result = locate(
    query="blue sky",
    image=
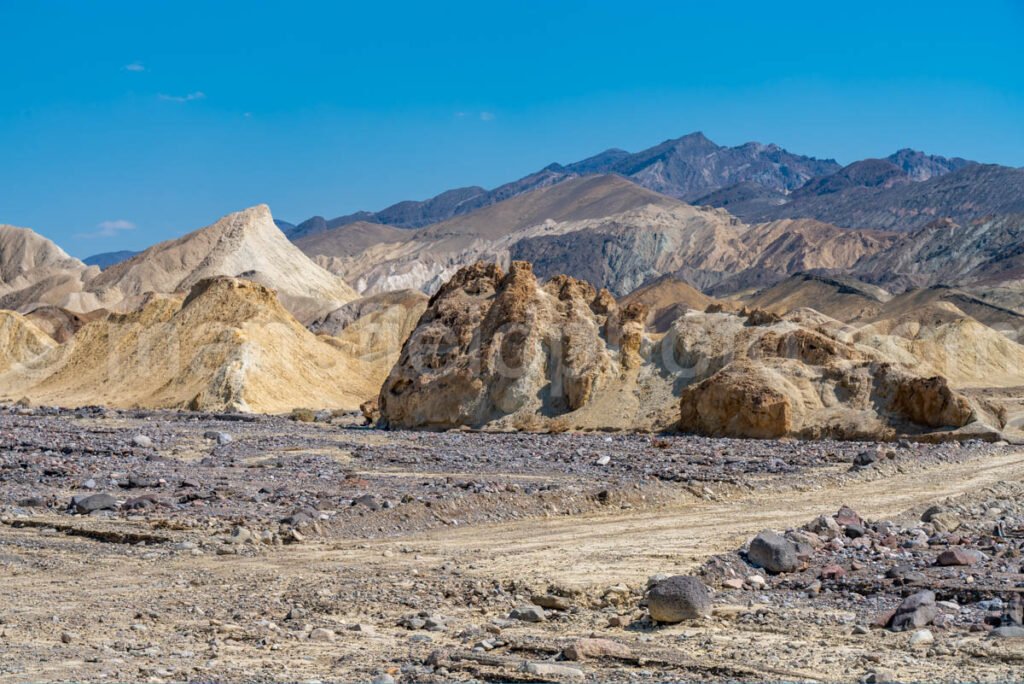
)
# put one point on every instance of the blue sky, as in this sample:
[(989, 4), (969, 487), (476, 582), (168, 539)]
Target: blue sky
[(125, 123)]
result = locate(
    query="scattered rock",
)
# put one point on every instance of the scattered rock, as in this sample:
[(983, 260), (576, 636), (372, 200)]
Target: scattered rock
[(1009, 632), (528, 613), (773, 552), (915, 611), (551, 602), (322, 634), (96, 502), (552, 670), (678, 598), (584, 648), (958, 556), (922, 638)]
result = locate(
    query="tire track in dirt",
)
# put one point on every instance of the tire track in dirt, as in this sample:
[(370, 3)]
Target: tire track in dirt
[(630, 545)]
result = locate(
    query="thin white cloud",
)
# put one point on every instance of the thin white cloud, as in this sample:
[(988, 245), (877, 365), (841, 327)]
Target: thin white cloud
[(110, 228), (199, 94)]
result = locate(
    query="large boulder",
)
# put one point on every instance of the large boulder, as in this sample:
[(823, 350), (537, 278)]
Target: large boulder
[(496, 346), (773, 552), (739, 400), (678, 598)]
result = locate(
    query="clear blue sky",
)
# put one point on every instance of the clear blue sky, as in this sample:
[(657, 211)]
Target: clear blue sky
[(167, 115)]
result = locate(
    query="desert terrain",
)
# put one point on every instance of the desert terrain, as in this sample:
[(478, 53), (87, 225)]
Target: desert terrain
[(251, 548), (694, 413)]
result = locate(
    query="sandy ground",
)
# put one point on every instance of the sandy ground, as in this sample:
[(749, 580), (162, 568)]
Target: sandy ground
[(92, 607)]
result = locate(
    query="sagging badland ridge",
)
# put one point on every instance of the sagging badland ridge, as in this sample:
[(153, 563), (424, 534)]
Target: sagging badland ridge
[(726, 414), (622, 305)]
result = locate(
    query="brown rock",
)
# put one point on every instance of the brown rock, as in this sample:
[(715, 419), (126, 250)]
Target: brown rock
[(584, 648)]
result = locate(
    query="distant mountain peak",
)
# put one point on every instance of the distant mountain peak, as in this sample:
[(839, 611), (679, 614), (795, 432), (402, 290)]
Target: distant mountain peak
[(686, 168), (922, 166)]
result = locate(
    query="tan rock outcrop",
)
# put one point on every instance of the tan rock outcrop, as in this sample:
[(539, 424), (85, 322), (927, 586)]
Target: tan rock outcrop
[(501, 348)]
• • • • • • •
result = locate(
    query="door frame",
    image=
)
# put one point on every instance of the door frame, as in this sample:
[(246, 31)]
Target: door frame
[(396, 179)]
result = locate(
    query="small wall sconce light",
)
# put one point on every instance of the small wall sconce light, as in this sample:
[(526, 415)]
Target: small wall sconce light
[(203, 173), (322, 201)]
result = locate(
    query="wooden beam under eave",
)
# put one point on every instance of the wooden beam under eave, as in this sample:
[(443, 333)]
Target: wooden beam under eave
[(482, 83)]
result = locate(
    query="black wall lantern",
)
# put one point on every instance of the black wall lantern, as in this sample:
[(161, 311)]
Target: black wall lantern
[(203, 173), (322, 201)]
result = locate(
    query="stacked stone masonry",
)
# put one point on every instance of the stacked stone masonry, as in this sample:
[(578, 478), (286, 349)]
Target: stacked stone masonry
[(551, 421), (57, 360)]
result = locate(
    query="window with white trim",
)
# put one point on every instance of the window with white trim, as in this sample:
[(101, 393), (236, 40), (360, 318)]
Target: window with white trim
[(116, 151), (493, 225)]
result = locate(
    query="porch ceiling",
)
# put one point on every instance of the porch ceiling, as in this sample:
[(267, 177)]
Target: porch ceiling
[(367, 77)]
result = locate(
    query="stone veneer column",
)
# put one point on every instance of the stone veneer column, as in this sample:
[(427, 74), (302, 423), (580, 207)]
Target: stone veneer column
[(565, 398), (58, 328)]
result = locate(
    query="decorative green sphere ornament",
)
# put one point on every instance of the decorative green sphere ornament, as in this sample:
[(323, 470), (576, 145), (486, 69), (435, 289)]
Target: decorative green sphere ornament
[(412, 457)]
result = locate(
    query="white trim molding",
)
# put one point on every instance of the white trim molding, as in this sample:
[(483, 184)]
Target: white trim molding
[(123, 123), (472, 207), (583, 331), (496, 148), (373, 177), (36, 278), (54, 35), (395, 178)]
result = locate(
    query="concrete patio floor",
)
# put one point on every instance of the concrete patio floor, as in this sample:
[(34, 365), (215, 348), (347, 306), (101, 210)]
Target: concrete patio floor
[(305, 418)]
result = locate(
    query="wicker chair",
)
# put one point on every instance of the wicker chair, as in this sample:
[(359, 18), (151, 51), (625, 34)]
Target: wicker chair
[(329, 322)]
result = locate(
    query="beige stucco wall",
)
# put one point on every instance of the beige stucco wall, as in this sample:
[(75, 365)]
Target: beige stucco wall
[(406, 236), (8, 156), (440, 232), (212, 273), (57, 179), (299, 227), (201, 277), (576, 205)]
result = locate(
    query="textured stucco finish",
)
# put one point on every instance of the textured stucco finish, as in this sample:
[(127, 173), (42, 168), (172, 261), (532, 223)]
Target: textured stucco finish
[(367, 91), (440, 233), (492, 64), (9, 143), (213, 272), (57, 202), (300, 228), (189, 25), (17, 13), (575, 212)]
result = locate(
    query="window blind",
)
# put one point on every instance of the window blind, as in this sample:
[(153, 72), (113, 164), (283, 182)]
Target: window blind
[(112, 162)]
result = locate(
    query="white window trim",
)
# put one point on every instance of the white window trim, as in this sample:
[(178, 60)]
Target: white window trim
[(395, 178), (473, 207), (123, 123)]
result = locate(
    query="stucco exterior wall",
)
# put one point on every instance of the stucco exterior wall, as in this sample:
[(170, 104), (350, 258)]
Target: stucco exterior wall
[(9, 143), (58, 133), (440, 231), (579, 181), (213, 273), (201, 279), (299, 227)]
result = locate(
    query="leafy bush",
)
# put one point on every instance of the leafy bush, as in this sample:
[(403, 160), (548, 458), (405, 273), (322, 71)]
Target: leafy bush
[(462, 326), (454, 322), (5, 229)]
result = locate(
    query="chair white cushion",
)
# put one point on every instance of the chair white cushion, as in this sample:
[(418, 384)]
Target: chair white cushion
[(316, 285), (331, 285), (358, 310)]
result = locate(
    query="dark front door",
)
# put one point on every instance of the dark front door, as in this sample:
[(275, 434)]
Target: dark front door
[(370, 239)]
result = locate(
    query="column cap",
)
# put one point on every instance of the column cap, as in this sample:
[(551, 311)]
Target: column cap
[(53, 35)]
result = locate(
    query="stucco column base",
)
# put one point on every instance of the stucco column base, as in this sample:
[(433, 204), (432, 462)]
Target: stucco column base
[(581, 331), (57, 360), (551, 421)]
• • • • • • •
## [What this task involves]
State how many lines of the material above contain the string "sandy", treating uppercase and lowercase as distinct. Reply with the number only.

## [Exercise solution]
3